# Selected text
Fox’s Gotham, which underwent major surgery for its second season, wraps up the first half of that season Monday night at 8, and the results are mixed.
Good for Fox and its advertisers.
For viewers, so far, maybe not so much.
Happily for Fox, and therefore the show, the good news is exactly where they want it most.
While the show’s total audience hovers around half the 8 million who watched the much-hyped premiere last fall, this year’s audience seems to have held steady, suggesting the revamped Gotham has found a loyal core fan base. Better yet, that loyal core includes a healthy number of 18-to 49-year-olds, which is who advertisers want.
More specifically, live viewership this fall has settled around 4-4.5 million, growing to around 7 million with delayed viewing.
If you could give Fox execs truth serum, they’d probably admit they had hoped for more – that Gotham would become a marquee show reaching beyond Batman and comic adaptation fans.
But comic fans aren’t a bad core audience. Factor in the show’s popularity in overseas markets and the potential for syndication and it’s pretty much a lock for a season 3 and probably beyond.
So this season’s reset has worked, at least as a rescue operation, and that’s impressive. Once a show starts losing viewers the way Gotham did in season one, it’s fiendishly difficult to get them back, or even stabilize.
If we think of it as trying to put the air back in a balloon, Gotham at least seems to have found a patch preventing further leakage.
Now it needs to work on the television drama part.
The first season had several significant problems, starting with clutter. It tried to tell so many stories in each episode that characters and subplots seemed to stop and start almost at random. As a result, few central threads developed as they could or should have.
The show had already taken a gamble by revolving around a central character, Jim Gordon (Ben McKenzie, top), who was less colorful than almost everyone around him, starting with the Penguin (Robin Lord Taylor) and Fish Mooney (Jada Pinkett Smith).

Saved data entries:

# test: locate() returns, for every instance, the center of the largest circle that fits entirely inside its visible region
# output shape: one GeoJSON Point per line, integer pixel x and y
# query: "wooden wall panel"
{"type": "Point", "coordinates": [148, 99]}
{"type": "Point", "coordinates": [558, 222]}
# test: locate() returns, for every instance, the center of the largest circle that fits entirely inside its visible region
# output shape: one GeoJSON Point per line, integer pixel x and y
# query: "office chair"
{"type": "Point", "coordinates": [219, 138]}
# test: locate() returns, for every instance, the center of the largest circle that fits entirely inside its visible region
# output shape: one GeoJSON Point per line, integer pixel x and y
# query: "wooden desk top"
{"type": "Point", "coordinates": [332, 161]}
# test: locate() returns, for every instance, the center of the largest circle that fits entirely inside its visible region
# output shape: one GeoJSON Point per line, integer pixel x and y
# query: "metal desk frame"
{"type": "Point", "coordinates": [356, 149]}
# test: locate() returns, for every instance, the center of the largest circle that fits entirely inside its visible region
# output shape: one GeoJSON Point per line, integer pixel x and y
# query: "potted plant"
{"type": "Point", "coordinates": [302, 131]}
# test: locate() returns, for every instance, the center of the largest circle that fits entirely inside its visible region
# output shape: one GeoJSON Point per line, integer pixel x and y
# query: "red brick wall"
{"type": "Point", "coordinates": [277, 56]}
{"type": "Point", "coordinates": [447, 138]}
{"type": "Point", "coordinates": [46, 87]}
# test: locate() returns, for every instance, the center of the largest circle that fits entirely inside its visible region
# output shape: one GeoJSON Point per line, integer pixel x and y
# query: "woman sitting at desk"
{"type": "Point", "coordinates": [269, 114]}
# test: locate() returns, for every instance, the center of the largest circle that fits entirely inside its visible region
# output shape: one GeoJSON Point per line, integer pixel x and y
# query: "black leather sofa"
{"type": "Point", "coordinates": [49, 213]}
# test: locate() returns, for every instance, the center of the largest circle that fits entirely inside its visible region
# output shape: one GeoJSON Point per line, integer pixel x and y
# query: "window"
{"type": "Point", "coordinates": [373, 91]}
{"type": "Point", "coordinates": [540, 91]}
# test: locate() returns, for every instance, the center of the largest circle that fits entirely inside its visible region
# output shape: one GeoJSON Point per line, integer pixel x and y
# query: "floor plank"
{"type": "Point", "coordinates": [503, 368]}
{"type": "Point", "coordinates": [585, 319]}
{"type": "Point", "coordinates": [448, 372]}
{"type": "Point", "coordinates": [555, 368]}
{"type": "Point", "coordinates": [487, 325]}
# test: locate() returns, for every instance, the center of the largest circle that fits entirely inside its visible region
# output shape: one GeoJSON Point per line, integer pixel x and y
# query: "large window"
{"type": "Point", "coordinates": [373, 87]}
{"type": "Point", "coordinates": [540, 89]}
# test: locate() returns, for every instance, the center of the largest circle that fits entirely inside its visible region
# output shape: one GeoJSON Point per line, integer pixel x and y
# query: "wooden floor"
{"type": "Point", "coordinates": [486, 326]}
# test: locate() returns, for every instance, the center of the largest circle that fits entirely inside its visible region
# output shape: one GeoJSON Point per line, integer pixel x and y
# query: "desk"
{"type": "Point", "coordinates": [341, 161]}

# Exercise 1
In the text about Gotham, list every actor named in parentheses.
# Exercise 2
Write out the portion of the text about Gotham starting with "While the show’s" and going on through "who advertisers want.".

# Expected output 1
Ben McKenzie, Robin Lord Taylor, Jada Pinkett Smith

# Expected output 2
While the show’s total audience hovers around half the 8 million who watched the much-hyped premiere last fall, this year’s audience seems to have held steady, suggesting the revamped Gotham has found a loyal core fan base. Better yet, that loyal core includes a healthy number of 18-to 49-year-olds, which is who advertisers want.